• **EXTRACT PROVIDED**:

------------------------------------

Lil Me is the debut mixtape by American rapper Wiki. It was released on December 7, 2015, by Letter Racer Records. The mixtape features guest appearances from his Ratking cohorts Hak and Sporting Life, as well as Skepta, Antwon, Micachu, and Nasty Nigel, among others. The mixtape is supported by three singles, "Livin' with My Moms", "Patience", and "3 Stories".

Background 
Wiki considers Lil Me to be his first "official solo project".

Release and promotion 
On November 30, 2015, the lead single "Livin' with My Moms" was released along with a supporting music video. On January 8, 2016, the deluxe edition of Lil Me was released digitally. It included the mixtape as well as lyrics, a digital booklet, a music video for the track "Crib Tax", and a bonus track "Hate is Earned" produced by Black Milk. On February 9, 2016, a music video for "Patience" was released. On March 18, 2016 a remix for the track "God Bless Me" featuring an additional verse from Antwon was released. On June 8, 2016, a music video for "3 Stories" was released.

------------------------------------

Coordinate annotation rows
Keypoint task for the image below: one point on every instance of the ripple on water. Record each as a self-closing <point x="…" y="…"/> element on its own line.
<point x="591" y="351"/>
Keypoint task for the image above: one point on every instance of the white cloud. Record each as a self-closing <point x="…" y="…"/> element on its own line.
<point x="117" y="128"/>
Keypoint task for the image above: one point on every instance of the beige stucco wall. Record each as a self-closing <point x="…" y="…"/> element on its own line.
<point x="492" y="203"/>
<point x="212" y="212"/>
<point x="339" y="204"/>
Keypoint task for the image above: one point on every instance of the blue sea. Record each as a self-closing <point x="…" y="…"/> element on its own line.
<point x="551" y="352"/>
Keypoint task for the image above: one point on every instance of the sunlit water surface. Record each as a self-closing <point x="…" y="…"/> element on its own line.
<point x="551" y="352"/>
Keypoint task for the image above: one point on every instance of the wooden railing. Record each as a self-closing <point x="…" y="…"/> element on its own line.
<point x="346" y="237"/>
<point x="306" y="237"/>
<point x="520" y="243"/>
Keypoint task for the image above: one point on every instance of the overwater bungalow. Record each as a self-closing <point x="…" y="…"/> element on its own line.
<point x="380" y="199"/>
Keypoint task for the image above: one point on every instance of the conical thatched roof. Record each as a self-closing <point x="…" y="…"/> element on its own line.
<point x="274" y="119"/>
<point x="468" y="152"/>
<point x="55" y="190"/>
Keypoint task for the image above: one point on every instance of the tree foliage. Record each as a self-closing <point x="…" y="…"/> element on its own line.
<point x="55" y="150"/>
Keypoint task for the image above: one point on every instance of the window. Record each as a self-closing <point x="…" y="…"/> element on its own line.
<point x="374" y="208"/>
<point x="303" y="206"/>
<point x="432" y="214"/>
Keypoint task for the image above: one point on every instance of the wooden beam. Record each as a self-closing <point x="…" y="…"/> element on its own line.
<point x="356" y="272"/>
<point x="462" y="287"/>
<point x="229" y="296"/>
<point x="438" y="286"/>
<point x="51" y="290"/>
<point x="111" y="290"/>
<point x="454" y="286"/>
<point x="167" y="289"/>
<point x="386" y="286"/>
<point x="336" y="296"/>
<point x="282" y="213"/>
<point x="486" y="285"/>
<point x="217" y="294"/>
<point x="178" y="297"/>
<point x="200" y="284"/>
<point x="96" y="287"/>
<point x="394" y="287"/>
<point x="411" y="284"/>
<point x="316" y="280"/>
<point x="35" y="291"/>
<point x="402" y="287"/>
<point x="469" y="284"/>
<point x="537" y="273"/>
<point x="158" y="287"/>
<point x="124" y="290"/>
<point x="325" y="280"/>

------------------------------------

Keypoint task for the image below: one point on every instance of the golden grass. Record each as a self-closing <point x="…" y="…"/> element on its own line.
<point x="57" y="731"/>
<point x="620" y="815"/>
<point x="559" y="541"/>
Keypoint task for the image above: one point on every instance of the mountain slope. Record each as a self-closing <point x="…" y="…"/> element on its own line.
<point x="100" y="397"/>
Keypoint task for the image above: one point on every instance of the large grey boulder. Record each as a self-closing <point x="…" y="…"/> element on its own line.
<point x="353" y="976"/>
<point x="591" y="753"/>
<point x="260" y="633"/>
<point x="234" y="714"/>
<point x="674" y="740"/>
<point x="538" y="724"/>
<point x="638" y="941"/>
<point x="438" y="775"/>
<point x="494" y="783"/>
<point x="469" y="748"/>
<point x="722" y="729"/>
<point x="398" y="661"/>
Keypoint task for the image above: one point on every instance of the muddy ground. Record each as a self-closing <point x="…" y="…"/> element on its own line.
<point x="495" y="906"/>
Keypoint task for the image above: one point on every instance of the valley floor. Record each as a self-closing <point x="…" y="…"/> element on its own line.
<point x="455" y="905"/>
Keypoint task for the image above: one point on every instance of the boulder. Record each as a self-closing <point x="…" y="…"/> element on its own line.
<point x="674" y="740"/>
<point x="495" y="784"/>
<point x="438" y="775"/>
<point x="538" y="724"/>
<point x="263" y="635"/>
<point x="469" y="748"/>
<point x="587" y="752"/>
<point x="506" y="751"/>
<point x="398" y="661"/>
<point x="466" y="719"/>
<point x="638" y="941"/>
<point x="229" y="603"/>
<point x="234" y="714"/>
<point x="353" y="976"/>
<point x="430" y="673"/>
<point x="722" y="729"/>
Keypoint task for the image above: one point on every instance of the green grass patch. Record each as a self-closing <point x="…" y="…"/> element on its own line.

------------------------------------

• **EXERCISE TASKS**:
**A)** Reproduce the Lil Me article word for word.
**B)** Please rescale the rows between the lines holding "of the large" and "of the green", inclusive. Write out every line in that span, not only the lines with coordinates, and multiply each x and y coordinate by 2.5, rounding to the nearest whole number with halves rounded up.
The Lil Me article and the rows have no connection to each other.

• **RESPONSES TO THE TASKS**:
**A)**
Lil Me is the debut mixtape by American rapper Wiki. It was released on December 7, 2015, by Letter Racer Records. The mixtape features guest appearances from his Ratking cohorts Hak and Sporting Life, as well as Skepta, Antwon, Micachu, and Nasty Nigel, among others. The mixtape is supported by three singles, "Livin' with My Moms", "Patience", and "3 Stories".

Background 
Wiki considers Lil Me to be his first "official solo project".

Release and promotion 
On November 30, 2015, the lead single "Livin' with My Moms" was released along with a supporting music video. On January 8, 2016, the deluxe edition of Lil Me was released digitally. It included the mixtape as well as lyrics, a digital booklet, a music video for the track "Crib Tax", and a bonus track "Hate is Earned" produced by Black Milk. On February 9, 2016, a music video for "Patience" was released. On March 18, 2016 a remix for the track "God Bless Me" featuring an additional verse from Antwon was released. On June 8, 2016, a music video for "3 Stories" was released.

**B)**
Keypoint task for the image above: one point on every instance of the large grey boulder. Record each as a self-closing <point x="…" y="…"/> element on its own line.
<point x="883" y="2440"/>
<point x="1478" y="1883"/>
<point x="650" y="1583"/>
<point x="585" y="1785"/>
<point x="1685" y="1850"/>
<point x="1345" y="1810"/>
<point x="1595" y="2353"/>
<point x="1095" y="1938"/>
<point x="1235" y="1958"/>
<point x="1173" y="1870"/>
<point x="1805" y="1823"/>
<point x="995" y="1653"/>
Keypoint task for the image above: one point on every instance of the muddy ground. Record each as a self-closing <point x="…" y="…"/> element on its own line.
<point x="1238" y="2265"/>
Keypoint task for the image above: one point on every instance of the valley floor. Record each as a self-closing <point x="…" y="…"/> element on its own line.
<point x="1138" y="2263"/>
Keypoint task for the image above: one point on every instance of the boulder. Record each as a self-closing <point x="…" y="…"/> element on its own line.
<point x="1685" y="1850"/>
<point x="1238" y="1960"/>
<point x="1095" y="1938"/>
<point x="1345" y="1810"/>
<point x="658" y="1588"/>
<point x="1173" y="1870"/>
<point x="1468" y="1880"/>
<point x="1265" y="1878"/>
<point x="995" y="1653"/>
<point x="1165" y="1798"/>
<point x="1595" y="2353"/>
<point x="573" y="1508"/>
<point x="585" y="1785"/>
<point x="883" y="2440"/>
<point x="1075" y="1683"/>
<point x="1805" y="1823"/>
Keypoint task for the image above: one point on every instance of the green grass patch. Record each as a self-closing <point x="…" y="…"/> element on its own line.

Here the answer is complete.